- [EXERCISE TASK]
Return the passage of the development fees text below from "Erosion control is" to "code, Connet said.", copied word for word.

Although Boyd described the work as "items that are required by the city" the most expensive improvements were state or federal requirements.
"That stormwater requirement is a federal program that we're required to enforce under phase 2 of the stormwater requirement of the Clean Water Act," said City Manager John Connet. "We've got no choice but to enforce it. Cities over 10,000 have to enforce that."
The stormwater requirement (71 percent of the charges Boyd described) is expensive because it forces a developer to ensure that changes to land, in this case several acres of asphalt for a car dealership, does not result in more stormwater runoff than would have happened without it. The contractor installed an underground treatment structure that filters the runoff and catches sediment. Boyd said it cost $347,000.
Erosion control is a state requirement that the county enforces. Building permits costing $20,350 are collected by the county inspections department based on state building code, Connet said.
The City Council waived the impact fee. The city charges a tap fee for all water and sewer hookups that the city manager said covers the cost. Boyd had to pay that.
The sidewalk cost, $30,000, and landscaping cost of $37,000 are city requirements, he acknowledged.
"The majority of the cost he's upset about has been outside of our control," Connet said. "He didn't pay us for the permit; he paid the county for the permit."

The system development charges became a flashpoint in the city election campaign after a developer disclosed that the city had quoted the fee for a proposed carwash at $280,000, and successful candidate said the city has charged him $25,000 to move his water service across the street.

Thirty-nine percent of water systems and 48 percent of sewer systems across the state charge a system development fee, a consultant told the City Council. The council voted to restructure the fees, slashing the commercial rate by 80 percent and tripling the one-time impact fee for new residential hookups.

- [PROVIDED RECORDS]

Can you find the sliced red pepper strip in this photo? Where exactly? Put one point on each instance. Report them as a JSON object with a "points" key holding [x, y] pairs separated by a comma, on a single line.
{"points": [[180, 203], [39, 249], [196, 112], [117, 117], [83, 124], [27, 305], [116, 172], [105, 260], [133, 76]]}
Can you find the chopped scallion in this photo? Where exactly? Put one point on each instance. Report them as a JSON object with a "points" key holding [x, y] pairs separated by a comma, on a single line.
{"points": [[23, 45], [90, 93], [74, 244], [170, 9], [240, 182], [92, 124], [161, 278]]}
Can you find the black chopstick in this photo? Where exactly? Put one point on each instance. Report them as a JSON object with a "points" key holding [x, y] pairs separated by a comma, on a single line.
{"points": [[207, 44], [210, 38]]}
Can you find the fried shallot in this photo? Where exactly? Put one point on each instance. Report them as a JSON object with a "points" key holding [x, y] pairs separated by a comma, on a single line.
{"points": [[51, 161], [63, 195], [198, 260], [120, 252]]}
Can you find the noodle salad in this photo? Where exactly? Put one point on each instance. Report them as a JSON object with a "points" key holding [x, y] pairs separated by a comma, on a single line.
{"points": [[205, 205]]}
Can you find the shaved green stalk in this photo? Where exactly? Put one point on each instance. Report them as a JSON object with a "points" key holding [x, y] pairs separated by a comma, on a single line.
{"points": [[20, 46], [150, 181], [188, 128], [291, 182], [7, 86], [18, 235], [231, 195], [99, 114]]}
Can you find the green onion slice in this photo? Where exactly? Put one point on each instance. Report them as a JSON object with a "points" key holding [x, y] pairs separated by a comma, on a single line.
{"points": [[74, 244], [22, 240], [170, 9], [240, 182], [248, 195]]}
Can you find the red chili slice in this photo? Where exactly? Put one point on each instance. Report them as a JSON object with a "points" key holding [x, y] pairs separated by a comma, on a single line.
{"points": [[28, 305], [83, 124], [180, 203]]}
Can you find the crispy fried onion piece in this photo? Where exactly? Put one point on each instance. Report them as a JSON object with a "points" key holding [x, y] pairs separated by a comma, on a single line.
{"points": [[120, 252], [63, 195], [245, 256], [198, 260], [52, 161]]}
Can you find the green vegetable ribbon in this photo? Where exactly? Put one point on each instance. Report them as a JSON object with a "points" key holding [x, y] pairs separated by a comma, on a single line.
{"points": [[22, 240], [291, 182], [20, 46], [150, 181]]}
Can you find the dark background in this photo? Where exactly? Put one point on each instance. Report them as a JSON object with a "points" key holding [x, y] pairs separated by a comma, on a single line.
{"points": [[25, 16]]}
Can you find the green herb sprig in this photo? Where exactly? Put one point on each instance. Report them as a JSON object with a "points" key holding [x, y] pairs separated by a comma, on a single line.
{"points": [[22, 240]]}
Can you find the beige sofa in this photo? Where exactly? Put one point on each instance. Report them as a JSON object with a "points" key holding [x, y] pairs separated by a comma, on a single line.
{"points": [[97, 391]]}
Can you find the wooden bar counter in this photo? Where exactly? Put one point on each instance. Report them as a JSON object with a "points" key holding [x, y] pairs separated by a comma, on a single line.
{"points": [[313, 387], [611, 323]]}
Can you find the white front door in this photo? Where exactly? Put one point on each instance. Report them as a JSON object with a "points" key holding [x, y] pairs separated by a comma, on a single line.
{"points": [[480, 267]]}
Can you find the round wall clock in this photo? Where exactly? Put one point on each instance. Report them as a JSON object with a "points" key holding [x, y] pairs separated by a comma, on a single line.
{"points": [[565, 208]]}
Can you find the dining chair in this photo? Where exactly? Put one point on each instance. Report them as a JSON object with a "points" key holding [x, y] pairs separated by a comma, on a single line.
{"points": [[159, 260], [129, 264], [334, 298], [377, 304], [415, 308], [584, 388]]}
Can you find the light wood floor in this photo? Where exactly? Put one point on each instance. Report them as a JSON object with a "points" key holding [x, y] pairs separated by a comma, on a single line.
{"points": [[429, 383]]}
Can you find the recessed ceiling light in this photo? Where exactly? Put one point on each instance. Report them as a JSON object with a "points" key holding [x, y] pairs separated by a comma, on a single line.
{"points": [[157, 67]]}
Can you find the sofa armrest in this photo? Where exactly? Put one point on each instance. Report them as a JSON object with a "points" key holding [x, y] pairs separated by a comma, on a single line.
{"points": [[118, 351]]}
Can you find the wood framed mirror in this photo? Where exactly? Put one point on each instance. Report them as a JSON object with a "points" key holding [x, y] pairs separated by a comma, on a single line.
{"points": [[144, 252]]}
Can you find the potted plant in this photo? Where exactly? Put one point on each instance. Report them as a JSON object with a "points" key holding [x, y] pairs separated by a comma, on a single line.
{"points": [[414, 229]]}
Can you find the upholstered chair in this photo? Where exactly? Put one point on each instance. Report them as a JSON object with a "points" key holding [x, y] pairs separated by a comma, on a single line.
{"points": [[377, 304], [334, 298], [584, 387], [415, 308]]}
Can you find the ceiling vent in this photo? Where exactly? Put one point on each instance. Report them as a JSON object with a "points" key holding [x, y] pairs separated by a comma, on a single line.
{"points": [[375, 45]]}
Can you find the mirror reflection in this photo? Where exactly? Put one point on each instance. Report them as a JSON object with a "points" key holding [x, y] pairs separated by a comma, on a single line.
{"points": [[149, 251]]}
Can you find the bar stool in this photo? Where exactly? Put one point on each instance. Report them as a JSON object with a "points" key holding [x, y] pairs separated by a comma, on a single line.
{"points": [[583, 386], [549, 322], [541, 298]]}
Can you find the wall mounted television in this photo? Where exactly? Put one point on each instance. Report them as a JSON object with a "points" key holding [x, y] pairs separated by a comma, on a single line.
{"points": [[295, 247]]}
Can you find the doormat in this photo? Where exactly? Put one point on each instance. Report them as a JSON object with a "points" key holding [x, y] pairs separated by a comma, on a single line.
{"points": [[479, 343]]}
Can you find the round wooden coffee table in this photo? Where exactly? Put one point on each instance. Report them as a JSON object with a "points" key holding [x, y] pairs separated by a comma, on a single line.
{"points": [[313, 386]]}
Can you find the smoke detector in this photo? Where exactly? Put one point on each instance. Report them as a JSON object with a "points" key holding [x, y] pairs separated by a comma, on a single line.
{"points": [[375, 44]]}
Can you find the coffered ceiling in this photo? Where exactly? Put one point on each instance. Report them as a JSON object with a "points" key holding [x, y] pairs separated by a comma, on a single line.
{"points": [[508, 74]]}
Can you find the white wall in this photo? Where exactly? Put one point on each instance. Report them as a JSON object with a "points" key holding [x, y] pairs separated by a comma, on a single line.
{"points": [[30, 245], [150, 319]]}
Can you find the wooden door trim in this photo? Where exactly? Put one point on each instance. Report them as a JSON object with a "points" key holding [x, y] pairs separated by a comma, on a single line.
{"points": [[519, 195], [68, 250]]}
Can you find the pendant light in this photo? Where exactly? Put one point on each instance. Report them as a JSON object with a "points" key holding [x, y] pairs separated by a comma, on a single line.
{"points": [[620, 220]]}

- [RESPONSE FOR THIS EXERCISE]
Erosion control is a state requirement that the county enforces. Building permits costing $20,350 are collected by the county inspections department based on state building code, Connet said.